**** Text provided

Is it normal for children to talk in their sleep?
In the vast majority of cases, a child’s sleep talking is completely normal and nothing to worry about. According to Judith Owens, M.D., director of sleep medicine at Children’s National Medical Center, “sleep talking is extremely common in both adults and children.” (Parents, May 2011, p. 19) Around 50% of children talk in their sleep at least occasionally. (Gibbs, 2007) So long as a child wakes up well-rested and ready to start the day, their nighttime chatter is nothing to worry about.
Why Do Kids Talk In Their Sleep?
During sleep, parts of a child’s brain are still active while other parts are turned off. Sleep talking typically occurs when a child is dreaming. Normally, our brains have an inhibitor in place that keeps us from acting out what our mind mulls over. It wouldn’t be good if during sleep we where all meandering around unconsciously and walking over cliffs. Sleep talking occurs when this inhibition mechanism slips up, allowing a child to voice out their dreams. Children are more likely to talk in their sleep than adults because the brain regions that inhibit these unconscious thoughts during sleep are still developing.
What does it mean when a child talks in their sleep?
It’s quite common for concerned parents to read more into a child’s sleep-talking than is actually there. It is true that sleep-talking can reflect a child’s dreams, and dreams can be an indication of a child’s inner stirrings and real-world experiences. However, dreams are far more likely to be random, nonsensical gibberish as anything else. The idea that dreams are a deeply meaningful riddle that once solved will peer deep into a person’s psyche is nonsense.
As a child sleeps, their brain is in the process of consolidating information learned during the day. This process takes various chunks of information, recalls them, sorts them out along with past information, then tucks them away into memory or discards what it deems as not very useful. But as a person’s mind is on autopilot running through these recollections, the parts of the brain that normally manage such stirrings and string them together into a coherent narrative are also resting. What you end up with are a bunch of random, disconnected thoughts.
This is why you might have a dream about getting into your bathing suit to take a swim in a chocolate birthday cake before your boss shows up wearing your daughter’s tutu with the ketchup stain and asks you about this week’s grocery list. Dreams are a sort of mish-mash of various things thrown together at a time when the brain regions that usually sort and interpret these various meanderings are offline.

********

## Work to complete
**a.** According to the text on children's sleep talking, about what share of children talk in their sleep at least occasionally?
**b.** Write the next part of the text on children's sleep talking, starting after its final paragraph.

**** Material supplied

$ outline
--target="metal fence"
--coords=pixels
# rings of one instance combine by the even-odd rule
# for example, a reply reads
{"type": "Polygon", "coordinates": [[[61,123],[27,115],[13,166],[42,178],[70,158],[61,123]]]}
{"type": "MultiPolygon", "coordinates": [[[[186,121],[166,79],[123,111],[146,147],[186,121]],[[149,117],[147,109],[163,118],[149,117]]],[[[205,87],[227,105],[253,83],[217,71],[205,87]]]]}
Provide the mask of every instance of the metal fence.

********
**** Material supplied

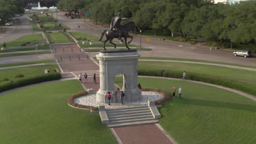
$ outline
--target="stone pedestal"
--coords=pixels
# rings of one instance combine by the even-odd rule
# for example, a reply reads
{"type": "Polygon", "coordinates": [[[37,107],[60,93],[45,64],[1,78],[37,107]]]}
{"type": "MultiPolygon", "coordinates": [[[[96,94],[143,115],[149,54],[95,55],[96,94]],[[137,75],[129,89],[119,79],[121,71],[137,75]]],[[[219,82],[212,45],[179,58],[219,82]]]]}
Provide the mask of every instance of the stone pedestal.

********

## Answers for the tasks
**a.** Around 50% of children.

**b.**
Dreams also incorporate what a child experiences through television or other media. So a child who starts tossing and turning and saying “please don’t get me” is more likely to be reacting to the Harry Potter movie they watched earlier that week than an actual real-world experience. (Parents forget that media experiences are actual experiences as far as a child’s brain is concerned.) If your child utters something specific, like “Mommy, please stop hitting me, I promise I’ll be good,” then a little further investigation may be warranted. But otherwise, I wouldn’t try to read too much into what a child says during their sleep.
When does a child’s sleep-talking become a problem?
There are a few situations in which talking in their sleep can become a problem for children:
- If her sleep-talking is interfering with a good night’s sleep and your child wakes up groggy or irritable.
- If the content of a child’s sleep-talking is consistently negative, exhibiting fear, anger, and so on. This could be a sign of an underlying disturbance or unresolved stress.
- If their sleep talking is loud enough that it’s disturbing a sibling.
Dealing with a child who talks in their sleep
- If a child’s sleep talking is disturbing a sibling, consider investing in a fan or some other white noise device that will drown out the sleep talker.
- If sleep talking is interfering with their own sleep, consider taking your child to a cognitive behavioral therapist who specializes in sleep disorders. There is no medical way to control a child’s dreams, but there are many exercises and behavioral routines that can help diminish nightmares or sleep-talking.